- Список заданий:
1. Выпишите из текста о юности Заболоцкого без изменений часть, которая начинается со слов «Ничего из этих» и заканчивается словами «могло быть совершенным.».
2. Продолжите текст о юношеских увлечениях Заболоцкого сразу после его последнего предложения.

── Раздел текста ──

«Оба мы были влюблены — постоянно и безусловно. Разница была лишь в том, что Миша (Иванов. —
Потом появилась у меня другая любовь — бледная, как лилия, дочка немца-провизора Рита Витман. В своей круглой гимназической шапочке со значком, загадочная и молчаливая, она была, безусловно, воплощением совершенства, но объясниться с нею я уже не мог, и она никогда не узнала о том, как мечтал о ней этот краснощёкий реалистик, какие пламенные стихи посвящал он её красоте!»
Ничего из этих пылких отроческих сочинений, конечно, не сохранилось: Заболоцкий безо всякого сожаления уничтожал свои ранние стихи, не придавая им никакого значения и не желая выставлять кому бы то ни было то, что никак не могло быть совершенным.
Зато о юных своих «романах» поведал — как обычно, с лёгкой насмешливой улыбкой:
«Вслед за Ритой Витман появились у меня и другие предметы воздыхания, и среди них — курносая и разбитная Нина Пантюхина. С этой девицей был у меня хотя и не длинный, но деятельный роман. В начале немецкой войны мы собирали пожертвования в пользу раненых воинов. Ходили по домам парами: реалист и гимназистка. Реалист носил кружку для денег, гимназистка — щиток с металлическими жетонами, которые прикалывались на грудь жертвователям. Во всём этом деле моей неизменной дамой была Нина. И на каждой лестнице, прежде чем дёрнуть за ручку звонка, мы, да простит нам Господь Бог, целовались с удовольствием и увлечением. Таким образом я мало-помалу начинал постигать искусство любви, в то время как мой бедный друг Миша Иванов кротко и безнадёжно мечтал о своей красавице и не дерзал даже близко подходить к ней!»

───
── Исходные материалы ──

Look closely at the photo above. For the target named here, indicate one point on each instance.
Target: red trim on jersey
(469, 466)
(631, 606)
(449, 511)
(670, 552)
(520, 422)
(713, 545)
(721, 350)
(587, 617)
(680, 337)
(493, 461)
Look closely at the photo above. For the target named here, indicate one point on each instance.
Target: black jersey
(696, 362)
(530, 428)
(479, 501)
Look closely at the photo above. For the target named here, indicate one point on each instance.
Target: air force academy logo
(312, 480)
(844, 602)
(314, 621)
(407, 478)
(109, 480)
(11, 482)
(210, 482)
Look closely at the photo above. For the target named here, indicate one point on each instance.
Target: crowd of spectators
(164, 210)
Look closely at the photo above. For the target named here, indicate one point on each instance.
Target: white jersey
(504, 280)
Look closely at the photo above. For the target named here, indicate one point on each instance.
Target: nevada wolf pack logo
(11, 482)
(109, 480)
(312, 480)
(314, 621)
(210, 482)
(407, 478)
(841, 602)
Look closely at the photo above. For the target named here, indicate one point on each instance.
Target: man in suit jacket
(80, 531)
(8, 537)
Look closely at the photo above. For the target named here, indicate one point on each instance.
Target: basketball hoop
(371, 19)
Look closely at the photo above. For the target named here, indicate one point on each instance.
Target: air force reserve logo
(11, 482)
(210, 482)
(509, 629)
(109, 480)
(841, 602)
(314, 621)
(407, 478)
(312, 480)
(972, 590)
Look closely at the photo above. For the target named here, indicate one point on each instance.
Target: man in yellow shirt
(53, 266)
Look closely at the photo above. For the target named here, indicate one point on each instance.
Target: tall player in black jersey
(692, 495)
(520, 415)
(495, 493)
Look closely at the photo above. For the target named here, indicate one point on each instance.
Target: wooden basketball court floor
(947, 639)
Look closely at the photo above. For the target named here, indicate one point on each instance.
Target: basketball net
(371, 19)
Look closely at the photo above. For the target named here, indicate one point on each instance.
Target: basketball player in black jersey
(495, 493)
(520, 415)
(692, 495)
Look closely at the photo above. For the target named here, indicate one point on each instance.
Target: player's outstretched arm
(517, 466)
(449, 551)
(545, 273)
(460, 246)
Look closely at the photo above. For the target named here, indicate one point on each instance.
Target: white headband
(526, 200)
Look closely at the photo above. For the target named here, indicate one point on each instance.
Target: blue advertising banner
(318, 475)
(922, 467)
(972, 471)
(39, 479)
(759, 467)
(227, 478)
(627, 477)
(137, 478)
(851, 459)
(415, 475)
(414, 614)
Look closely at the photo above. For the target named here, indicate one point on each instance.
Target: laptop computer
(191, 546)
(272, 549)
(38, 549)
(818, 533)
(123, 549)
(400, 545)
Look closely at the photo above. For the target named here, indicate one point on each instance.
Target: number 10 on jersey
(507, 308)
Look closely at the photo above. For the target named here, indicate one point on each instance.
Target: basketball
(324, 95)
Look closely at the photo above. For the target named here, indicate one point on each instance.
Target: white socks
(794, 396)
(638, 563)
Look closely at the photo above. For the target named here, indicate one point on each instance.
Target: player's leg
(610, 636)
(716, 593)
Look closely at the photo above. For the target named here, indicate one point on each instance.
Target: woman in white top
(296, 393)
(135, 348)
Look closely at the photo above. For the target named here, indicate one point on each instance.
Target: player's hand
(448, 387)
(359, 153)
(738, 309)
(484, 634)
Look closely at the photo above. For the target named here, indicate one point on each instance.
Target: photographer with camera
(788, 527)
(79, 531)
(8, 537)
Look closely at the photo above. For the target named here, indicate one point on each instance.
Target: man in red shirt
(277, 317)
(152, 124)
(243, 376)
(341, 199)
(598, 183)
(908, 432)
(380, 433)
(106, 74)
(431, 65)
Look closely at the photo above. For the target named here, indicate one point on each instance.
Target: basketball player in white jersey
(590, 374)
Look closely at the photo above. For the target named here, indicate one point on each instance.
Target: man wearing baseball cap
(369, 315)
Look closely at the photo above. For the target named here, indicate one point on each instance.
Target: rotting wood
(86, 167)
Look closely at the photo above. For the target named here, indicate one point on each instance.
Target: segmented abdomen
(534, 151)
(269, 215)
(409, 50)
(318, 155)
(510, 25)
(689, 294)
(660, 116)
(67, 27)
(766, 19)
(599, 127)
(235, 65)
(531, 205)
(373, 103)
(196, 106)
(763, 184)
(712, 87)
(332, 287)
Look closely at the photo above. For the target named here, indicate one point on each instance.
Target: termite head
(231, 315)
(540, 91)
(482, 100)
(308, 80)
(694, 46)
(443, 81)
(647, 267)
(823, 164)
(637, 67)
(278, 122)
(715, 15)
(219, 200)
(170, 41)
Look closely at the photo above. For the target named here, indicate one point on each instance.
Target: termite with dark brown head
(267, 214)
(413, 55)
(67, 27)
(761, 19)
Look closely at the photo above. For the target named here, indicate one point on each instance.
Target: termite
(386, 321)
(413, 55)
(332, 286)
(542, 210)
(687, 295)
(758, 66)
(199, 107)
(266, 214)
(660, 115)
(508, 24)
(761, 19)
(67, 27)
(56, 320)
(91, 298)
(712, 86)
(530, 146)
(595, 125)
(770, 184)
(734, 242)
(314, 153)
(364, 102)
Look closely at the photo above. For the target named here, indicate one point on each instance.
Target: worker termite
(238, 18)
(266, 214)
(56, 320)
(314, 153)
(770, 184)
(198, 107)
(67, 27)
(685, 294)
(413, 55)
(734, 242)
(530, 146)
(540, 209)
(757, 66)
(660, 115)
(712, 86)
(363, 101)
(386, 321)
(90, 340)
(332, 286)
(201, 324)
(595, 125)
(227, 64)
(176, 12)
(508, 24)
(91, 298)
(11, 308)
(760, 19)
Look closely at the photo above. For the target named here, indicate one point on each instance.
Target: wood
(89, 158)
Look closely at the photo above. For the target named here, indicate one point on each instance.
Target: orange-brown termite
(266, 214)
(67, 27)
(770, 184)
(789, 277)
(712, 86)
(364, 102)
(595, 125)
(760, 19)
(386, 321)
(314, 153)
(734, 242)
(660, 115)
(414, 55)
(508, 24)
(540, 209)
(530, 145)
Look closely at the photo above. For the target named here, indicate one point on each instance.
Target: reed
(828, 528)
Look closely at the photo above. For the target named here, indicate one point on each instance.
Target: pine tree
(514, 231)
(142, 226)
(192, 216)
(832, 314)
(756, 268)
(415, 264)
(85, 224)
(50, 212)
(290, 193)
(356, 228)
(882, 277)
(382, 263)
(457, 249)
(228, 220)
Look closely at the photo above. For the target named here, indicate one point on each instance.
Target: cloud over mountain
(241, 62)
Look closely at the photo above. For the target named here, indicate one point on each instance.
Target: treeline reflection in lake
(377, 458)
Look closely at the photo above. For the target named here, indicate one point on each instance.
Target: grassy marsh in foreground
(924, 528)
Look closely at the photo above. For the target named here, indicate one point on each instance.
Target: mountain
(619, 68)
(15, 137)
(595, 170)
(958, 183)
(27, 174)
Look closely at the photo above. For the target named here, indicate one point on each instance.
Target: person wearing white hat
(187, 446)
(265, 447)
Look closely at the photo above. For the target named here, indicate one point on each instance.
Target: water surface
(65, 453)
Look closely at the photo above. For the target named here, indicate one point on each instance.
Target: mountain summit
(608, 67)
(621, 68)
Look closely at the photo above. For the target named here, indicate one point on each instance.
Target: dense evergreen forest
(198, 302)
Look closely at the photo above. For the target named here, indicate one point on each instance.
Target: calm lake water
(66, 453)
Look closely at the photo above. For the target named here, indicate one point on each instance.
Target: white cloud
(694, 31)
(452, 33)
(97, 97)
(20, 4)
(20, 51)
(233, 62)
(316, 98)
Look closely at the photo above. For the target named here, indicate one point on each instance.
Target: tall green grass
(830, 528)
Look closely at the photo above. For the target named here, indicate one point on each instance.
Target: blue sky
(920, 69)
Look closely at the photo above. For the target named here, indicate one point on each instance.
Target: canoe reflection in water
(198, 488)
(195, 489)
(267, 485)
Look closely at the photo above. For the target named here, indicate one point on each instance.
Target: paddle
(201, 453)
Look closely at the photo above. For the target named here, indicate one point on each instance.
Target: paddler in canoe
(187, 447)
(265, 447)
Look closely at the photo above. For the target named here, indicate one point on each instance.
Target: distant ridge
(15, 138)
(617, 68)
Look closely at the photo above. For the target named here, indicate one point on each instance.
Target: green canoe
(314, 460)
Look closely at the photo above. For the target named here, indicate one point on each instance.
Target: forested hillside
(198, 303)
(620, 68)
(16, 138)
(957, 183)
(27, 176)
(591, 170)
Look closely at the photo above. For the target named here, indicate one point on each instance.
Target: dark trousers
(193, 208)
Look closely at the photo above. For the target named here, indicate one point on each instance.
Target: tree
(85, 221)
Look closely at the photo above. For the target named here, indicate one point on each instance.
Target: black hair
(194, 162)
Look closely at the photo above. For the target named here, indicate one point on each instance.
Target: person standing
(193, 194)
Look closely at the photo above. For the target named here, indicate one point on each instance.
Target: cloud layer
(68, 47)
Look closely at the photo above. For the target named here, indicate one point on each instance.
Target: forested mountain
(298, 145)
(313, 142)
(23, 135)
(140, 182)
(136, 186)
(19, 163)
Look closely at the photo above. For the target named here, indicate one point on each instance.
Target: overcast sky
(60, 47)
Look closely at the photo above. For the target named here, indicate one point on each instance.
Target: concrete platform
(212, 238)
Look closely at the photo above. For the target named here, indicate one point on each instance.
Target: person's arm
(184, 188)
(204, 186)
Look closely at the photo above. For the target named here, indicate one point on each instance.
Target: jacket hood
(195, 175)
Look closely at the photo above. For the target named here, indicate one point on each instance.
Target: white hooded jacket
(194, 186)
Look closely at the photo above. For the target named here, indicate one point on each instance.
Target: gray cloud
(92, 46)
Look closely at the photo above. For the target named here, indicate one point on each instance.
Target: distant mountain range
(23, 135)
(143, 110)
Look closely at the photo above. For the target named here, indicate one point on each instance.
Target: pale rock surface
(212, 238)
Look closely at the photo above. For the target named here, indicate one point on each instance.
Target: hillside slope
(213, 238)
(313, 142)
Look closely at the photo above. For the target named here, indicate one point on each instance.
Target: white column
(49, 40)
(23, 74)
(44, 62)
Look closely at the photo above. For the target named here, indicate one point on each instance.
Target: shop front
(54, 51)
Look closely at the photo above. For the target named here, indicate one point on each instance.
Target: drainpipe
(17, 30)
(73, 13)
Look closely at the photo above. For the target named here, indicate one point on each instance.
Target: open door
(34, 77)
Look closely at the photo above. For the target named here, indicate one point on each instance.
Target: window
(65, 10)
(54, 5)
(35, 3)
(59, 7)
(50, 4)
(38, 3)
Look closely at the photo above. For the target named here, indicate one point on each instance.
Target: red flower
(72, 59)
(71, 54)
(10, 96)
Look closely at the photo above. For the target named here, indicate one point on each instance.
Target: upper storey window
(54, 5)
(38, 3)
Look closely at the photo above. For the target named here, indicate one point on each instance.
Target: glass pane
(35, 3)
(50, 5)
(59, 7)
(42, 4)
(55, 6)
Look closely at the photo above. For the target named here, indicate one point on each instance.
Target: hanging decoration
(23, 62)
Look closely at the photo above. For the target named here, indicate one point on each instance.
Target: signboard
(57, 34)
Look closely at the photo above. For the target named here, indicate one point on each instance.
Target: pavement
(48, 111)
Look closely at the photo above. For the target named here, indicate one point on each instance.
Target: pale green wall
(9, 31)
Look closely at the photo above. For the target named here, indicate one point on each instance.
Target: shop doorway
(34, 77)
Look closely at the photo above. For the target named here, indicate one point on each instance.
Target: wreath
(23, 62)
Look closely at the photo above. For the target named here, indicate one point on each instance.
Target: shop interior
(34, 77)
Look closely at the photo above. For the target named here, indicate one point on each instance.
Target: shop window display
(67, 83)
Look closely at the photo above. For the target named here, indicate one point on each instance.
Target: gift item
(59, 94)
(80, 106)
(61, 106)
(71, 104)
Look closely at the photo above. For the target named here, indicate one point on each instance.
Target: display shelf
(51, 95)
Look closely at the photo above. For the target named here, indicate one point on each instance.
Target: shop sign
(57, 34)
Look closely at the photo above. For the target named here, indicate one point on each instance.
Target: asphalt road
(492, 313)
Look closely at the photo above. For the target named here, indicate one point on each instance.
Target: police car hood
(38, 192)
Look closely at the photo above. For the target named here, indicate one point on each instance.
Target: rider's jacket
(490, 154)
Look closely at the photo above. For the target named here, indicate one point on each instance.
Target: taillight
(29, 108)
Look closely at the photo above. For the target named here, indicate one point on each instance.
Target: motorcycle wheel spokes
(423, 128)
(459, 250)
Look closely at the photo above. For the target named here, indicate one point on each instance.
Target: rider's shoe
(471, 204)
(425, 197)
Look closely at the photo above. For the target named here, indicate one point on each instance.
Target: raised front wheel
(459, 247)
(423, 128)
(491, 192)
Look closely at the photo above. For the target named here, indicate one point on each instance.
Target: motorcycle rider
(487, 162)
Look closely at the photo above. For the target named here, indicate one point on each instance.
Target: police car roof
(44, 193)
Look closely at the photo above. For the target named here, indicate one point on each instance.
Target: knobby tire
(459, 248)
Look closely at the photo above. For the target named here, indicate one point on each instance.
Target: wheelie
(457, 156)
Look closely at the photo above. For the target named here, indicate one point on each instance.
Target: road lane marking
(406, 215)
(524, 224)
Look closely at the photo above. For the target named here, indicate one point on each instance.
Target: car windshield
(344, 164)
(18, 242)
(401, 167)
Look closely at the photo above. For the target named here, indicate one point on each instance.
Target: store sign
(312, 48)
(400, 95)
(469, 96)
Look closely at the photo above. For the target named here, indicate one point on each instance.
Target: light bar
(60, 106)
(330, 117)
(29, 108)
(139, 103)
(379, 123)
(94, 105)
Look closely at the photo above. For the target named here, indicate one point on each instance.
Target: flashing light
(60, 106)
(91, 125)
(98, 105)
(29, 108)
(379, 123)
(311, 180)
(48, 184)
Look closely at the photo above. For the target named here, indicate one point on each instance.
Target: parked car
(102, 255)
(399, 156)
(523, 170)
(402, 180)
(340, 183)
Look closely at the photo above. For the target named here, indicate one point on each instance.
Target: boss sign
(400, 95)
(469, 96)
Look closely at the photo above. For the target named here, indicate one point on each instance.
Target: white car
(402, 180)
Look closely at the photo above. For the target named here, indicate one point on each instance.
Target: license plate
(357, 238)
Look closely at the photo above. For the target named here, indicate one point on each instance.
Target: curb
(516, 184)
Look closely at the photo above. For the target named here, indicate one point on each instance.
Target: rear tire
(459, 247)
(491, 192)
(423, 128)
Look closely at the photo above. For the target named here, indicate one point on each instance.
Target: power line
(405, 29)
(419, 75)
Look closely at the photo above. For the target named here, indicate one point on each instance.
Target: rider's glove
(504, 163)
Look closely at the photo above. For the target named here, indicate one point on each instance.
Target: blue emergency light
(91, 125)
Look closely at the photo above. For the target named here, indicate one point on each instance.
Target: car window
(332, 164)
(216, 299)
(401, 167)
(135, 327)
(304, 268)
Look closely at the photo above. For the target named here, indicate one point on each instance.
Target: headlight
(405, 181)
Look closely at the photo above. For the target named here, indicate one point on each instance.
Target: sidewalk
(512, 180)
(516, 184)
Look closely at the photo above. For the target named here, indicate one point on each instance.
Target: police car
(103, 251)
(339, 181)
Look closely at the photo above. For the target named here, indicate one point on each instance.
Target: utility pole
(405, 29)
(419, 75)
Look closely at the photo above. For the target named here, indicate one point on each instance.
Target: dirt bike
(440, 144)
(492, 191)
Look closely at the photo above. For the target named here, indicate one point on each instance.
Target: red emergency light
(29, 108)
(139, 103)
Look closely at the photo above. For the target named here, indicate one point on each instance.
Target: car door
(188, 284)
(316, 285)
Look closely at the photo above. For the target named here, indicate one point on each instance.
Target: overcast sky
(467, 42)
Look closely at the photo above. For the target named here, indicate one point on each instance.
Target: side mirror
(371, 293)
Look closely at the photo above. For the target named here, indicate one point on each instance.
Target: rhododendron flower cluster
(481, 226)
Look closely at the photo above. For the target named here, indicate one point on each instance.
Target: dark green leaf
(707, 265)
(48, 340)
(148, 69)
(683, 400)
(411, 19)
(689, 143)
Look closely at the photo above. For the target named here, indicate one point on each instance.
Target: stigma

───

- Ответы к заданиям:
1.
Ничего из этих пылких отроческих сочинений, конечно, не сохранилось: Заболоцкий безо всякого сожаления уничтожал свои ранние стихи, не придавая им никакого значения и не желая выставлять кому бы то ни было то, что никак не могло быть совершенным.

2.
У поэта влюбчивость не проходит с отрочеством — в юности она только усиливается. О ранних сердечных увлечениях Заболоцкого — то ли ещё в Уржуме, то ли в Москве, где он недолго жил после Уржума, да не удержался, — осталось ещё одно свидетельство.
…Декабрь 1921 года, Петроград, Николаю 18 лет. Он пишет в Москву самому близкому товарищу, Мише Касьянову. Послание довольно путано, порой импульсивно, что в общем-то Заболоцкому было несвойственно, порой риторично — и явно писано под сильным влиянием настроения. Однако оно много говорит о его характере, о постоянно растущем в юноше художнике и ещё о том, как влюбчивость в нём, несмотря ни на что, постепенно преобразуется в способность любить:
«…Часто мне кажется, и давно уже, что наша жизнь до невозможного неинтересна была бы, если бы все мы были в своих поступках и словах вполне искренни. Человек есть до безобразия неинтересное существо, если он ни к чему не стремится и, следовательно, не настраивает себя на известный тон, соответствующий его цели. Когда я сплю, я противен. Когда я говорю с интересной женщиной — я, без всякого сознательного желания, перерождаюсь и всеми силами хочу показать себя не таким, какой я есть на самом деле. Глухарь, когда он токует, делается привлекательным.
При оценке жизненных явлений некоторые люди, по их словам, имеют „вполне выработанные“ критерии, как-то: искренняя любовь, благородство, подлость и пр. Их суждения мне непонятны и смешны. Всякая устойчивость глубоко противна человеческой натуре, вечно разве только одно: стремление от человека. Это стремление проходит под лозунгом стремления к счастью. Нет, счастье не в человеке — оно где-то вне его, куда он, однако, и стремится.
В моей жизни было одно событие, когда я лишь один раз отходил от этого стремления. Это была моя любовь к Ире. Странно, Миша, что до сих пор мне иногда кажется, что я люблю её. Недавно я её видел во сне. Был какой-то хаос, поющая душа и питерское безлюдье. И я увидал её лицо и взгляд. И упав, я плакал, плакал без конца. Я не мог посмотреть на неё.
Мучительная боль проходит нескоро. Как-то странно всё это: вероятно, потому, что она не любила меня — оттого моё чувство иногда начинает просыпаться с необычайной болью.